THE PROBLEM
Rewrite the records from the start through the line that contains "[(1012, 137)]", swapping "patch of snow" for "snowdrift" and leaving everything else the same.

— start EXTRACTED INFORMATION —

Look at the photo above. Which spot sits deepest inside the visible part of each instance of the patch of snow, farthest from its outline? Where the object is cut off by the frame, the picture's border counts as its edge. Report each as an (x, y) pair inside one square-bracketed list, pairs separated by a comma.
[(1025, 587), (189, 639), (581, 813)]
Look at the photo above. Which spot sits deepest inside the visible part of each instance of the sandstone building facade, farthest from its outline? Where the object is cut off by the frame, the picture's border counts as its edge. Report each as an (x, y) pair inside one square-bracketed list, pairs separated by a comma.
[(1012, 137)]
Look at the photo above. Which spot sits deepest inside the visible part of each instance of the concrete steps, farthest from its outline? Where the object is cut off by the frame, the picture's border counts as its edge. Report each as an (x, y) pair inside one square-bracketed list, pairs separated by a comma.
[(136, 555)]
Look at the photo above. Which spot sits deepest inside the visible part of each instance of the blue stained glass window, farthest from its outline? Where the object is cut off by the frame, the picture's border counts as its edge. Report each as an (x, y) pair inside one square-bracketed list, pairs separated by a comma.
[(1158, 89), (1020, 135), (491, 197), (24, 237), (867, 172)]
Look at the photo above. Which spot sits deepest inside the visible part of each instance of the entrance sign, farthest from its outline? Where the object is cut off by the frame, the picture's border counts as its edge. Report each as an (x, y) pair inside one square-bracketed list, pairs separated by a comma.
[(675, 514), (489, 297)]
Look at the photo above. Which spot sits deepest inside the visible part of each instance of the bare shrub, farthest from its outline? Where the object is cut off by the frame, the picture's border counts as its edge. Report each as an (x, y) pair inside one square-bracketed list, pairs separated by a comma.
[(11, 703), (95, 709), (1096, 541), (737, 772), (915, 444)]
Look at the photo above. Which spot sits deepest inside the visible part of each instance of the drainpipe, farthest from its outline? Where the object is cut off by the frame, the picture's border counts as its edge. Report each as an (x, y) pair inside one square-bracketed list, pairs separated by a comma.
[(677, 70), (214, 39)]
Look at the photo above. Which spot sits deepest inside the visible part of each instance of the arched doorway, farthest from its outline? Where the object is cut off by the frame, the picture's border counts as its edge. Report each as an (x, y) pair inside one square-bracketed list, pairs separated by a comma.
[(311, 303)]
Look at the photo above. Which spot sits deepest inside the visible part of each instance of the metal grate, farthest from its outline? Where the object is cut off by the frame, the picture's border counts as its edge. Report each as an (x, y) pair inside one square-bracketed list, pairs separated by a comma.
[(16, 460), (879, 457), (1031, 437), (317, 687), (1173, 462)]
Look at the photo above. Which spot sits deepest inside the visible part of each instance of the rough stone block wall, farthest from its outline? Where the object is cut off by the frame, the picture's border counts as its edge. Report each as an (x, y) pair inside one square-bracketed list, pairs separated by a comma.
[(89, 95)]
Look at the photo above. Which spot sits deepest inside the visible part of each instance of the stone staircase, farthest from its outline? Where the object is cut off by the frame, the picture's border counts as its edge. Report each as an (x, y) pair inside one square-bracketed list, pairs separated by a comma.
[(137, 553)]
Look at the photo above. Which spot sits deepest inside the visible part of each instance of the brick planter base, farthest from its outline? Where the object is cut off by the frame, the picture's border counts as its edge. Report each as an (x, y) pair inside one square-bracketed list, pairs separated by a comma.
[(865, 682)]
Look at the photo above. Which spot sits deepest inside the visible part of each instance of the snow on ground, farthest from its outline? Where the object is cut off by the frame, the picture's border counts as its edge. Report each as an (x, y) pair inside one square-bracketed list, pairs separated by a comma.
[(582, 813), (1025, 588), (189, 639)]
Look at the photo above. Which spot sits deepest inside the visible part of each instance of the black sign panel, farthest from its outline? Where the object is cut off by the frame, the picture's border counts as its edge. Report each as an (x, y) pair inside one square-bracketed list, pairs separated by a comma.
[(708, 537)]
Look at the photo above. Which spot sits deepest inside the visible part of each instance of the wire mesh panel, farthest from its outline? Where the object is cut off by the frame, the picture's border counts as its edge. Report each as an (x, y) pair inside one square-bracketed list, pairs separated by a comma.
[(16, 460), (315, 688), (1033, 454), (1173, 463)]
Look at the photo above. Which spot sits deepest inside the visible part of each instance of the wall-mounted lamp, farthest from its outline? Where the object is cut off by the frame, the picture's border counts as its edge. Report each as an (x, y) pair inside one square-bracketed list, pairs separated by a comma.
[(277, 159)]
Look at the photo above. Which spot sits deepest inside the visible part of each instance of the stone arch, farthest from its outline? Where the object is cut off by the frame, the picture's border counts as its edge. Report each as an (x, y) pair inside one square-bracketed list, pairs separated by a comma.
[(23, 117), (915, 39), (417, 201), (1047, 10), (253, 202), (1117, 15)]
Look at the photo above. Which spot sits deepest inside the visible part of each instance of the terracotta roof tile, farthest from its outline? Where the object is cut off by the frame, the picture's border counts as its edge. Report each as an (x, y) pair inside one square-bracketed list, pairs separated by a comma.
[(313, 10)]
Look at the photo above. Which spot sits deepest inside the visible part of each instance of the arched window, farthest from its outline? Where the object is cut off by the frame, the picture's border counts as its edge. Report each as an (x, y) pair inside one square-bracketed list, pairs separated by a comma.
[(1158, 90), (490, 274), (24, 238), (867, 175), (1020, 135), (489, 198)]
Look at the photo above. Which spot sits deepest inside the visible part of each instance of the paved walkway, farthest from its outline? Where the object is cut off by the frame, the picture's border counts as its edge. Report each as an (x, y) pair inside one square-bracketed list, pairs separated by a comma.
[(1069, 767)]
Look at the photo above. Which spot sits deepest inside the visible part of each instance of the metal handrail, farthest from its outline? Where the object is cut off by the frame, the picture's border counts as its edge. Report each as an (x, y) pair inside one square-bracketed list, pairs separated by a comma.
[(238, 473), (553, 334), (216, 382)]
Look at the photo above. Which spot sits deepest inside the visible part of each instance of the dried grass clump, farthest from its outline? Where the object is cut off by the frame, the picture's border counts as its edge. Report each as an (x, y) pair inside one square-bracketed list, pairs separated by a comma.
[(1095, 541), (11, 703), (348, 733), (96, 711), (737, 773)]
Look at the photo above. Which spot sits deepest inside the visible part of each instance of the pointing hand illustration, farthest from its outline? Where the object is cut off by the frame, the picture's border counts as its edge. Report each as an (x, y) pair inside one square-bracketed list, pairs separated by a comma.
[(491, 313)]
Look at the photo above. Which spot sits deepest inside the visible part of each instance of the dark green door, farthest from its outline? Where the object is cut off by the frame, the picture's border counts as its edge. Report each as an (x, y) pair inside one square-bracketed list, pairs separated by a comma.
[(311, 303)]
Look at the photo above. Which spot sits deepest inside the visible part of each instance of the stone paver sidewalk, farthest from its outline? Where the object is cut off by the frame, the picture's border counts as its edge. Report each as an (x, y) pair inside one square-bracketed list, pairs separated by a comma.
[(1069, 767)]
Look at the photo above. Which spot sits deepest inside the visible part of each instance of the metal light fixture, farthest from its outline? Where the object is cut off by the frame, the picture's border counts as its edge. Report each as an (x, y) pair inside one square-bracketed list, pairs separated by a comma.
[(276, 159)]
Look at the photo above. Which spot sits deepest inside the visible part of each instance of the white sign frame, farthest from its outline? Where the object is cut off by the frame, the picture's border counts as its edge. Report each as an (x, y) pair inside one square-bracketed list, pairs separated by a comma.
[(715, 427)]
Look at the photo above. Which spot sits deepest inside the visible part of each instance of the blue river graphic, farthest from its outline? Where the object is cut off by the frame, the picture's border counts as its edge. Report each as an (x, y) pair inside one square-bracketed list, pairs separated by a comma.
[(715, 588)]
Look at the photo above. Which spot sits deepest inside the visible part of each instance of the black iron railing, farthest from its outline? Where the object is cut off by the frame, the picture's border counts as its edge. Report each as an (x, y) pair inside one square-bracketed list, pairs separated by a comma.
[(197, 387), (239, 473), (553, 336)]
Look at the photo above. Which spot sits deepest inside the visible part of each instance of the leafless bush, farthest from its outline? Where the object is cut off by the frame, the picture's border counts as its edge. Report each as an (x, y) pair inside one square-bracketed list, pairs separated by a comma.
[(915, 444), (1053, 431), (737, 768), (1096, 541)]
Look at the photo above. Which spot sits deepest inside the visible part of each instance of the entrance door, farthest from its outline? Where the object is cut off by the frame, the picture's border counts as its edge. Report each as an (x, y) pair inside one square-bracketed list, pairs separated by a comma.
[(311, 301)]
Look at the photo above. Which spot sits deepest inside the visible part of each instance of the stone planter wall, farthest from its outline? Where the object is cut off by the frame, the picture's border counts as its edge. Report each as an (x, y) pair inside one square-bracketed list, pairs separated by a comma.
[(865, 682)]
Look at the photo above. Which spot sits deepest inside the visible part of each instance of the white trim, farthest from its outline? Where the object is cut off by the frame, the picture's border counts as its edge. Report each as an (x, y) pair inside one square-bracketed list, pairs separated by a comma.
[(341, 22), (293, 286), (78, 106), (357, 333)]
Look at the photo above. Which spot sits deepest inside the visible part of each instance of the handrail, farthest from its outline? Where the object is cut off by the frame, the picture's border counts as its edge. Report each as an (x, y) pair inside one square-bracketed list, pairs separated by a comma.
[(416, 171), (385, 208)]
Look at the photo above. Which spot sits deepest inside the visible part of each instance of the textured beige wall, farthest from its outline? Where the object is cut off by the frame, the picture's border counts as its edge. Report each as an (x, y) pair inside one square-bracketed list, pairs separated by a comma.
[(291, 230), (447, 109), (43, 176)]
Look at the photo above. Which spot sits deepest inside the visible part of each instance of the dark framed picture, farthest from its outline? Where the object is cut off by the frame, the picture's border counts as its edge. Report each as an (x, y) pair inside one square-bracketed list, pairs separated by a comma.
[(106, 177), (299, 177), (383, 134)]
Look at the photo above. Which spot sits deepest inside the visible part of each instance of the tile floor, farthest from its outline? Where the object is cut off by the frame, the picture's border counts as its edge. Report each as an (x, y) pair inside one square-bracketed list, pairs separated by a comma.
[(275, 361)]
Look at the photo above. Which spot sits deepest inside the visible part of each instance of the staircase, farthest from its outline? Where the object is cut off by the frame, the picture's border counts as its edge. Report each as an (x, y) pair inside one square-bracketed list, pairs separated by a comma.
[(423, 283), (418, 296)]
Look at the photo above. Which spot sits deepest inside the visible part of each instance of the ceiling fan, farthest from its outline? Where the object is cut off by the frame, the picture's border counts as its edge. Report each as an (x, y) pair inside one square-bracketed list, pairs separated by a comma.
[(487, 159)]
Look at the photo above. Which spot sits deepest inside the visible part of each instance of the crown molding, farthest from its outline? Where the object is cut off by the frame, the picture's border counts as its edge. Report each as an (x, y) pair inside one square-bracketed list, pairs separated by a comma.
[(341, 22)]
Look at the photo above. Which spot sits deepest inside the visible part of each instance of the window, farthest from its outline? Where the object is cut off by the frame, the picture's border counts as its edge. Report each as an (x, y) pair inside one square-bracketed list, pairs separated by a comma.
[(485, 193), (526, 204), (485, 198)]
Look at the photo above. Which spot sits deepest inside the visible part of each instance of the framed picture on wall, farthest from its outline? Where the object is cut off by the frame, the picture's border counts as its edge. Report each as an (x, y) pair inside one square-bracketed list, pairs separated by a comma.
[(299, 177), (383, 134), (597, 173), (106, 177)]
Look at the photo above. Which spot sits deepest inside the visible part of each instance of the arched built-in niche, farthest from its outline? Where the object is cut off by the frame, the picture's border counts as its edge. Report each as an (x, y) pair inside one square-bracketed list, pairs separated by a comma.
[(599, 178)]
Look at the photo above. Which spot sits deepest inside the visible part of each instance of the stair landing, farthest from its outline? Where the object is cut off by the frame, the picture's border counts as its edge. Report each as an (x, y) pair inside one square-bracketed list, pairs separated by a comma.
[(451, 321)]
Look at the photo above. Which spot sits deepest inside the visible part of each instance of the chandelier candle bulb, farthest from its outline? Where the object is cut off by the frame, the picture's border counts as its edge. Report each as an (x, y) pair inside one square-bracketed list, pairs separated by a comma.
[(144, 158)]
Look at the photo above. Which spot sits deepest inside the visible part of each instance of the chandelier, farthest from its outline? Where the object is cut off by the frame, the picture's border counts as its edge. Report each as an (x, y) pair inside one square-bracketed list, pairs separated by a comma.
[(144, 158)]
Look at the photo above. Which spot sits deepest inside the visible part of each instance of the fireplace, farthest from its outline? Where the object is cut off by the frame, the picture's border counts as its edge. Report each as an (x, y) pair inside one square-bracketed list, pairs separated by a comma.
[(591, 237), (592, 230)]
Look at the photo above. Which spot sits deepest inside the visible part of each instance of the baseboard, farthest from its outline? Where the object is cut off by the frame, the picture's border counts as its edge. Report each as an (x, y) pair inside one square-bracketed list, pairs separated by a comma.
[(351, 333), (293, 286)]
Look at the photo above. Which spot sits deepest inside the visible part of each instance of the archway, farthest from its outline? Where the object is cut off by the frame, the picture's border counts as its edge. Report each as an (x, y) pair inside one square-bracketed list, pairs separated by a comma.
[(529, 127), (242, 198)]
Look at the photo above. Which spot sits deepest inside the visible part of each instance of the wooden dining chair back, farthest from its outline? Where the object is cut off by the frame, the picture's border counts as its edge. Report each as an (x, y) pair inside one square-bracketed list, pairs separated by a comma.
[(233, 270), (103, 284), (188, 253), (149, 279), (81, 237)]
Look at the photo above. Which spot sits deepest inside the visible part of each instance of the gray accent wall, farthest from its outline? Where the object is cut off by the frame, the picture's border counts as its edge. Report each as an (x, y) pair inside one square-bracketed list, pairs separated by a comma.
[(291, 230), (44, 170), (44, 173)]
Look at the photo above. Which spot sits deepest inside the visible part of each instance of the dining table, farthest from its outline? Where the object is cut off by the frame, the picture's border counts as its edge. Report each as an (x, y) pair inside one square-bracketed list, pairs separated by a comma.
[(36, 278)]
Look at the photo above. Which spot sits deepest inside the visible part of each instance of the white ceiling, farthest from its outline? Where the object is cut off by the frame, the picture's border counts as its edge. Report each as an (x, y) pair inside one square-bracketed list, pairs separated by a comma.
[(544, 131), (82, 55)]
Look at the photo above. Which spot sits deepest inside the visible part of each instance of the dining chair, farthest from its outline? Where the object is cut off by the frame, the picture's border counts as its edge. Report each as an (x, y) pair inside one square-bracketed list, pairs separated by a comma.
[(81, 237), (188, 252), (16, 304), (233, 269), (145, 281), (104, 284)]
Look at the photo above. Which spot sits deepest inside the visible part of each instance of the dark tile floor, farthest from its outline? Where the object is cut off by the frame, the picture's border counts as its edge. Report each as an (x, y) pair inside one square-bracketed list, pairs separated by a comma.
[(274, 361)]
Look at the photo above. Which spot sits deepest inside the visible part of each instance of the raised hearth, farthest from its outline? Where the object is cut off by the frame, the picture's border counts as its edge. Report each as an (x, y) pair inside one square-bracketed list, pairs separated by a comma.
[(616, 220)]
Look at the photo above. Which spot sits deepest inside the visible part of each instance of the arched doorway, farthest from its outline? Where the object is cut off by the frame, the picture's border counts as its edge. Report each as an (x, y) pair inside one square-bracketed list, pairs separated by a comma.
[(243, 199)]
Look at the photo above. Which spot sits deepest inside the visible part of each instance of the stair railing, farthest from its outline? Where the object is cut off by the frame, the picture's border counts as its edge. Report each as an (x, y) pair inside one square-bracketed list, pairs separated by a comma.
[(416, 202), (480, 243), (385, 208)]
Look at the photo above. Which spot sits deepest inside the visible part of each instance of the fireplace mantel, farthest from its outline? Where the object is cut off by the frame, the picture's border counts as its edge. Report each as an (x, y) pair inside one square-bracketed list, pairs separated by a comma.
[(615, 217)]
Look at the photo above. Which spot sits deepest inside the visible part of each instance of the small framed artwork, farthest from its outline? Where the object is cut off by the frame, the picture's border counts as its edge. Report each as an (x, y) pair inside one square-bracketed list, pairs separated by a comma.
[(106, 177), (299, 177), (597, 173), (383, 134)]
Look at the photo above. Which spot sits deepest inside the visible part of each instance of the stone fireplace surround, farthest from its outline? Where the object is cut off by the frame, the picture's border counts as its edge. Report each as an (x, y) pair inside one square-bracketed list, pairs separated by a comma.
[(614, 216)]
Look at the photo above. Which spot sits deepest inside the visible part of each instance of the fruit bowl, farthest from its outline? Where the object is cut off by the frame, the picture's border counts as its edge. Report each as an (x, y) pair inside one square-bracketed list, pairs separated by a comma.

— end EXTRACTED INFORMATION —

OUTPUT
Look at the photo above. Which spot sits deepest inside the visible part of each instance of the snowdrift, farthest from its outline? Where the object is cut off by the frame, the picture's border counts as its edge. Report each as an (x, y) pair inside one square-bracketed list, pairs separated by a comma.
[(1025, 587), (189, 639), (581, 813)]
Look at the photo above. Which spot sits deepest inside the visible part of each instance of the sandstone building facade, farthest from its outline? Where the object is cut off by the frame, the picture's border counts as its edge. Report each as an (x, y) pair inside one square-bracketed list, pairs separated by a comma.
[(1012, 137)]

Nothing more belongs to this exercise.